I did another quick test with the other case, a 104x9U system with 3x TipTop Zeus Studiobus PSUs (and the official Cincon brick). The case is filled with mostly Mutable modules. In general all modules I have in there, I totally trust in terms of circuit design. There’s one module whch I know sometimes to leak into the ground bus (it’s a very low volume tone that comes from the circuit). I’m using a WMD performance mixer as the end-of-chain mixer.
The TipTop PSU is a hybrid design, with a switching brick and a linear regulation stage on the busboards. The busboard is a “daisy-chain” type. The test was more or less like with the other case: use an oscillator to determine the amplification, then see how much noise I get with no sound coming out of the mixer (i.e. master volume stays up, but the channels are all muted). With the oscillator playing at -12Db, the noise floor was at about -80Db, which interestingly was only a 10Db improvement when compared to the Meanwell (which was at -70Db with the raw VCO playing at -12Db) in the other case. Still, to the ear it’s a pretty big difference since the noise is more like white noise (while the Meanwell has some spikes in the spectrum, which makes it easier to hear it) and hence is pretty much inaudible also when getting louder in a multi-track recording situation. I was actually expecting it to be better than that, but one also has to take into account that it’s a much bigger system.


#49

Not quite.

[Position annotation entries]
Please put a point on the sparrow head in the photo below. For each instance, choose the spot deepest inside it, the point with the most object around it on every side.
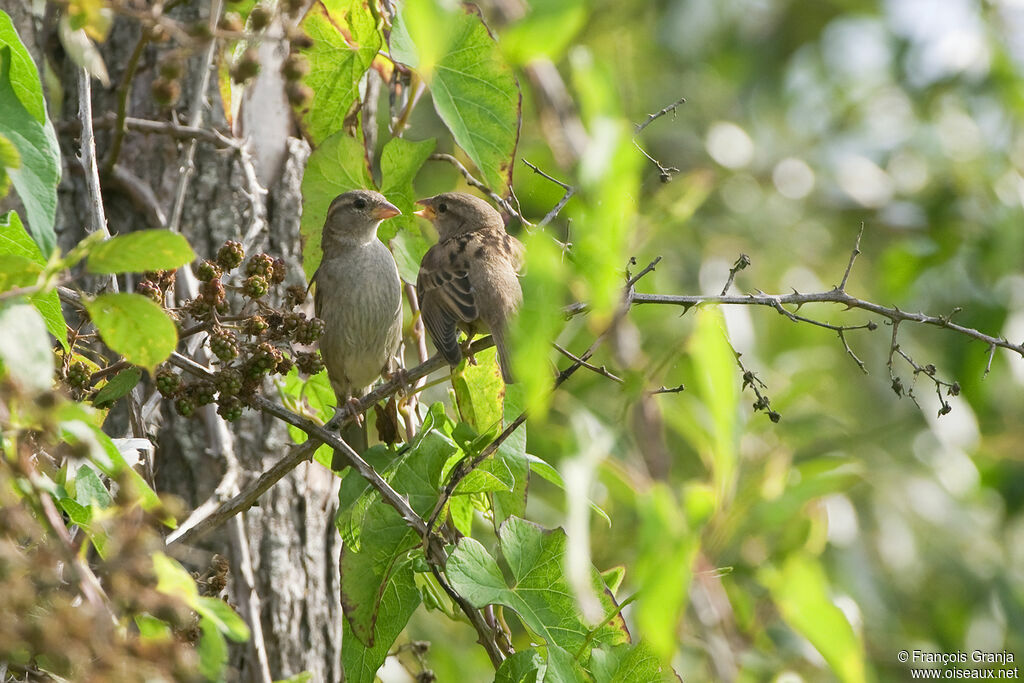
(354, 215)
(455, 213)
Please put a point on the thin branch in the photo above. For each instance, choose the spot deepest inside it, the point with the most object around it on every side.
(472, 180)
(853, 257)
(602, 371)
(569, 190)
(124, 91)
(187, 167)
(740, 263)
(665, 172)
(651, 118)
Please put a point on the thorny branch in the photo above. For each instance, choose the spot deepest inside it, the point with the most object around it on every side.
(665, 172)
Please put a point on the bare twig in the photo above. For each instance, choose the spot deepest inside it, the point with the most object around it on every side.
(651, 118)
(569, 190)
(740, 263)
(665, 172)
(472, 180)
(602, 371)
(195, 119)
(853, 257)
(124, 91)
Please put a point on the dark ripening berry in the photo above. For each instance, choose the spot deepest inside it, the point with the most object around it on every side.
(171, 68)
(223, 343)
(168, 383)
(259, 17)
(230, 22)
(165, 92)
(207, 270)
(213, 292)
(260, 264)
(256, 286)
(295, 67)
(247, 67)
(295, 295)
(229, 408)
(310, 332)
(150, 290)
(230, 255)
(292, 323)
(280, 271)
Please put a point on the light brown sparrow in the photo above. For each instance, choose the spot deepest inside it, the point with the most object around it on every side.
(469, 279)
(358, 297)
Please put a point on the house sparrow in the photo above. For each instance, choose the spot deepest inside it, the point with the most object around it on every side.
(468, 279)
(358, 297)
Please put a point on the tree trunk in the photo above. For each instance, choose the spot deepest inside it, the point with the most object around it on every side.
(291, 537)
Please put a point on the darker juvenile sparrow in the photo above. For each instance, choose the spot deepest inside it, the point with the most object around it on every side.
(469, 279)
(358, 297)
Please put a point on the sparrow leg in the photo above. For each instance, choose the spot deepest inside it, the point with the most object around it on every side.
(467, 350)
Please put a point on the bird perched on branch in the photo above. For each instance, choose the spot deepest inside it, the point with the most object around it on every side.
(469, 279)
(358, 297)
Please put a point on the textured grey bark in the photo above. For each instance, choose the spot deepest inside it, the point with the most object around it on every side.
(293, 542)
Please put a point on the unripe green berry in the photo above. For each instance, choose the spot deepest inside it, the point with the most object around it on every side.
(230, 255)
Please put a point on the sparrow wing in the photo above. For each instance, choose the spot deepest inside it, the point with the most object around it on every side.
(445, 298)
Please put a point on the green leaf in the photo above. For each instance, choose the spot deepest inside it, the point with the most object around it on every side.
(134, 327)
(625, 664)
(8, 154)
(546, 30)
(25, 347)
(367, 567)
(225, 619)
(715, 367)
(117, 387)
(474, 90)
(545, 288)
(212, 650)
(24, 76)
(479, 391)
(89, 489)
(172, 580)
(140, 251)
(801, 589)
(664, 569)
(523, 667)
(153, 629)
(540, 592)
(335, 167)
(398, 600)
(78, 513)
(14, 241)
(304, 677)
(36, 180)
(400, 161)
(345, 42)
(17, 271)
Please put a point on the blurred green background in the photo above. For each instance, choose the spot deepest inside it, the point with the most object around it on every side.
(861, 524)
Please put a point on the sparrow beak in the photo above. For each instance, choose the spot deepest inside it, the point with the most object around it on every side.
(385, 211)
(426, 212)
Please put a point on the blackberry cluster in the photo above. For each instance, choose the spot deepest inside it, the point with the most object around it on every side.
(249, 335)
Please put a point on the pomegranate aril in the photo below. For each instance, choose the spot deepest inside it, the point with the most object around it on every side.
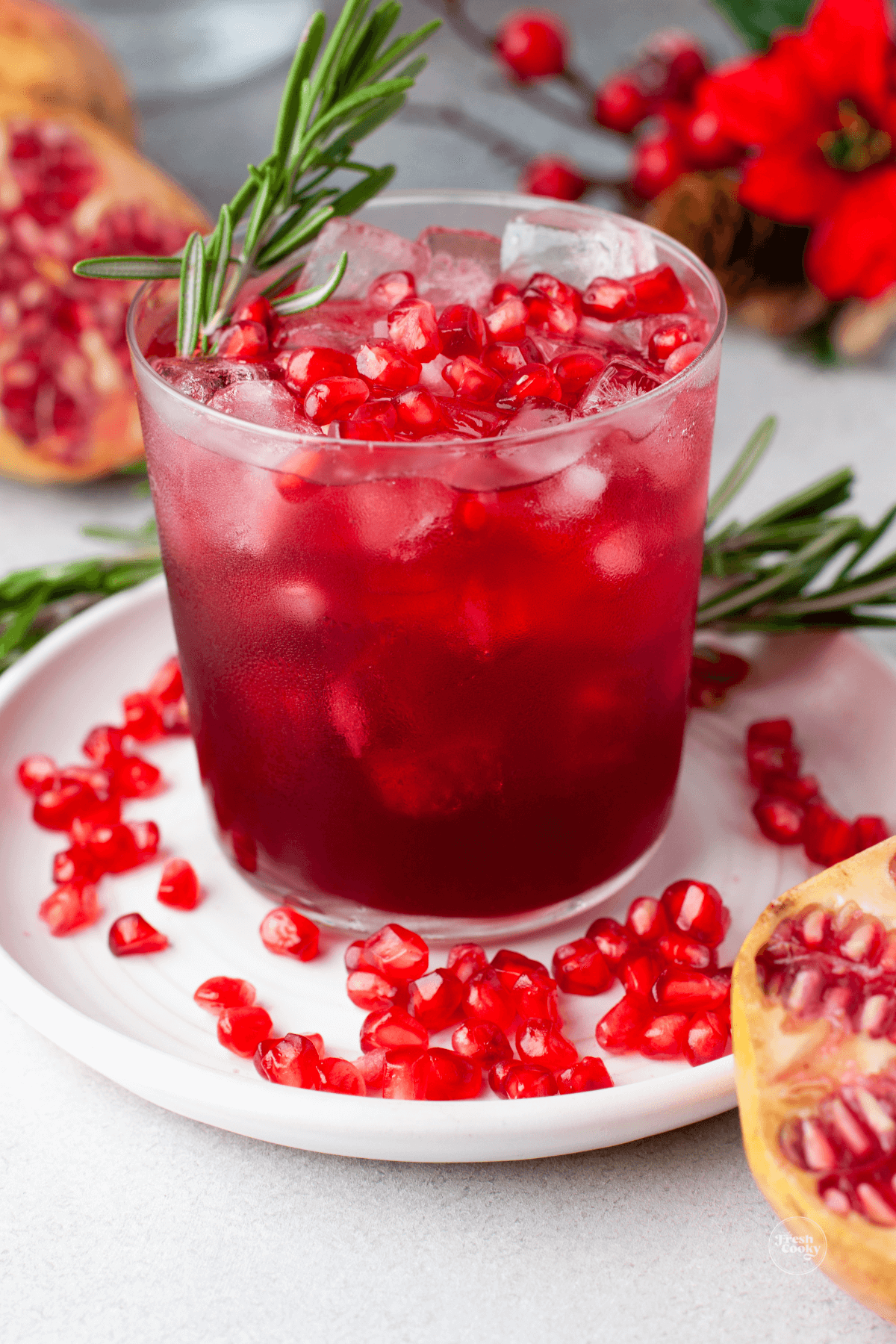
(695, 907)
(370, 991)
(335, 398)
(659, 290)
(647, 920)
(780, 819)
(452, 1077)
(664, 1036)
(590, 1074)
(289, 934)
(134, 936)
(406, 1074)
(467, 959)
(688, 991)
(70, 907)
(539, 1042)
(682, 951)
(393, 1028)
(868, 831)
(706, 1038)
(290, 1061)
(179, 885)
(143, 719)
(609, 300)
(311, 364)
(435, 998)
(414, 329)
(487, 1001)
(481, 1041)
(472, 379)
(398, 953)
(620, 1030)
(391, 288)
(613, 941)
(343, 1077)
(225, 992)
(519, 1082)
(581, 969)
(462, 331)
(386, 366)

> **PROBLEMS**:
[a] In the power supply noise test, why does the TipTop setup sound much quieter to the ear than the Meanwell even though the measured noise floor is only 10dB lower?
[b] Write the next part of the power supply noise test, picking up after its final line.

> **EXERCISE RESULTS**:
[a] The TipTop's noise is more like white noise. The Meanwell's noise has spikes in the spectrum, which make it easier to hear. So the TipTop's noise stays close to inaudible even when it builds up in a multi-track recording.

[b]
There are switching supplies on the bus boards also, which are followed by linear regulators. The tipoff that you are dealing with a switching supply of some kind inside the case is that you have a single DC voltage coming from an AC adapter: you have to generate a -12V rail from that somehow. Some supplies (like Tip Top uZeus) use a linear regulator only on the +12V rail and use a switcher to get the -12V rail.


#50

Not sure I understand what you are trying to say with this sentence:

Apart from that, there’s all sorts of power supply designs and by no means I was trying to make a complete list of them.

Btw. I did inspect the Erica Synth PSU we were discussing above a bit closer (well the photo on their online shop). There’s a small SMD component on the lower and upper part of the PCB close to the Meanwell box which looks like a regulator. So maybe they have added an additional filtering stage there to smooth things out.
Maybe that’s what you are saying?

The PSU I have is not the uZeus, but this one, just to avoid confusion: http://www.tiptopaudio.com/zeussb.php
As far as I know the regulation stage on the busboards is linear.
The external brick is a 15V DC not an AC one.


#51

Yes, I only referenced the uZeus as an illustration of an alternate design.

The board you have must have at least one switching supply on board or you would have no way to generate a -12V rail from a +15V DC input. But the Zeus boards have always had switchers for both rails AFAIK.

If you have a single DC voltage in the 15V range going into your case, you must have some kind of switching supply inside the case. If you’re not sure why this is true, I suggest you reconsider offering technical advice on this topic–and I mean this in all sincerity. :slight_smile:


#52

Yes absolutely. As I said, there’s not one design that you find everywhere, all PSUs seem to be different and calling something linear or not is often a generalisation. I guess you can either use a switcher to derive the -15V from the 15V coming from the Cincon, or you first regulate down to -12V (for example with a linear regulator) or you use an inverting switcher to get the -12V from the 12V. Do you know how TipTop solved it here? I didn’t really investigate that.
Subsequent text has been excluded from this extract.